[Entries from a point annotation set]
--- BEGIN ---
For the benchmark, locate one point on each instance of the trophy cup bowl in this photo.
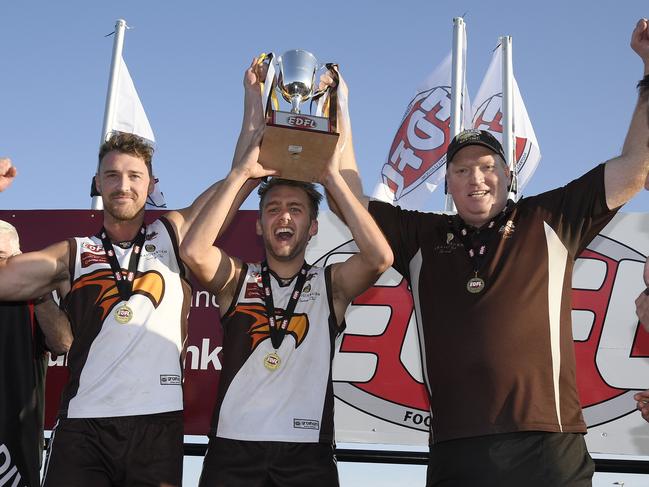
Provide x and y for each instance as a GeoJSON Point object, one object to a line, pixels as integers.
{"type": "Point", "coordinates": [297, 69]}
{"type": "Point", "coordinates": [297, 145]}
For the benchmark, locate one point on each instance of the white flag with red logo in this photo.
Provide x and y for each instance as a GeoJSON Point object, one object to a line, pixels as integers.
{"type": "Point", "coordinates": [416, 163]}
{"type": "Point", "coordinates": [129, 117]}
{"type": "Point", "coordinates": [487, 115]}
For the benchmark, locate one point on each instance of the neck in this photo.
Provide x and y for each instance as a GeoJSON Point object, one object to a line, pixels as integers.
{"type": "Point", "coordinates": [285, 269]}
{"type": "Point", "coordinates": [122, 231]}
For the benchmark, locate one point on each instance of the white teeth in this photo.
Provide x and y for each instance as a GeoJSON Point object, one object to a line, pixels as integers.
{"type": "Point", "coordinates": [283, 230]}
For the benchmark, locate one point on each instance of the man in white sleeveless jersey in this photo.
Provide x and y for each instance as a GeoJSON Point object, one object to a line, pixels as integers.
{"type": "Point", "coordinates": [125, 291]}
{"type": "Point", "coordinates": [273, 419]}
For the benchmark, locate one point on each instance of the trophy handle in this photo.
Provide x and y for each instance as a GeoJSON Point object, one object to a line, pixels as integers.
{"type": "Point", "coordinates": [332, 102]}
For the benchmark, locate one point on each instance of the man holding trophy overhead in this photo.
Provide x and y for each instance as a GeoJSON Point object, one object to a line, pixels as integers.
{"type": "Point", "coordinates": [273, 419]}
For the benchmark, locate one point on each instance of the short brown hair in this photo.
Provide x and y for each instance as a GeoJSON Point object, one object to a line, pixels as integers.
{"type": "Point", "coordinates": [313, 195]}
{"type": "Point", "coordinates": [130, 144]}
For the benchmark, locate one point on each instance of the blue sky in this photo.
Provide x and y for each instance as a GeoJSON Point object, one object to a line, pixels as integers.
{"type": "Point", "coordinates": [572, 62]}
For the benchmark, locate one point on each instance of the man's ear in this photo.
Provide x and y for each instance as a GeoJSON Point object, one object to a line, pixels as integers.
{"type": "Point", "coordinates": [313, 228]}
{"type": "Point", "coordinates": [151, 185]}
--- END ---
--- BEGIN ---
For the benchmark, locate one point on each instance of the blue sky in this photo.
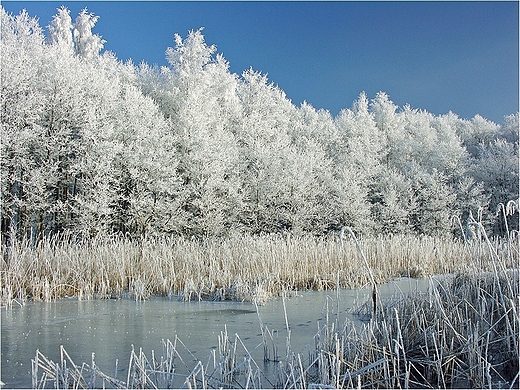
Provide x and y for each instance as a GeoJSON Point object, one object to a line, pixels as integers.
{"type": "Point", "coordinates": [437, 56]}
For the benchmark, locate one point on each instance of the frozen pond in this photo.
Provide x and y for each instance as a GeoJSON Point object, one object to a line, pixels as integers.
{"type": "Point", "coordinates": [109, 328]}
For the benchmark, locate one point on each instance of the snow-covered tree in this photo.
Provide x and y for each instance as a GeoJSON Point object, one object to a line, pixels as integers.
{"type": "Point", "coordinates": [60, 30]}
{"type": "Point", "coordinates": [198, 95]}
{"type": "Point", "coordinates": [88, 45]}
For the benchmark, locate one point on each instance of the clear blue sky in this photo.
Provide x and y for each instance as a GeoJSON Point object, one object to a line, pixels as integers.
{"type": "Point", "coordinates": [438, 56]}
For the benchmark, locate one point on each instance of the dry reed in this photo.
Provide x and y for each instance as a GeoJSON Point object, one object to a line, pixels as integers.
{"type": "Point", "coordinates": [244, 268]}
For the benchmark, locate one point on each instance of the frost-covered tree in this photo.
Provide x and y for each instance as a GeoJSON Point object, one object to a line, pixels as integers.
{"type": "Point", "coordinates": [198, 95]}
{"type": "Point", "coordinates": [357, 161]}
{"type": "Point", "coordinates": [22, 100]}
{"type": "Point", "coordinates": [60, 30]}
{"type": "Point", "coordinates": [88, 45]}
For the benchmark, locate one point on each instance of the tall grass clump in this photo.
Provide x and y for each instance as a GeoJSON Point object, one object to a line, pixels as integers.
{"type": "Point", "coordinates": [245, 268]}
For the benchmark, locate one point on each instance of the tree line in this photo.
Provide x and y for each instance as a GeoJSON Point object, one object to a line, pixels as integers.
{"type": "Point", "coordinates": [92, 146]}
--- END ---
» Task goal
Extract every line of the items that contains the string "covered", treating uppercase and lowercase as different.

» Full answer
For the benchmark, locate one point on each instance of the snow-covered tree in this photo.
For the benchmark, locate one point on each instance of the frost-covered tree in this photo.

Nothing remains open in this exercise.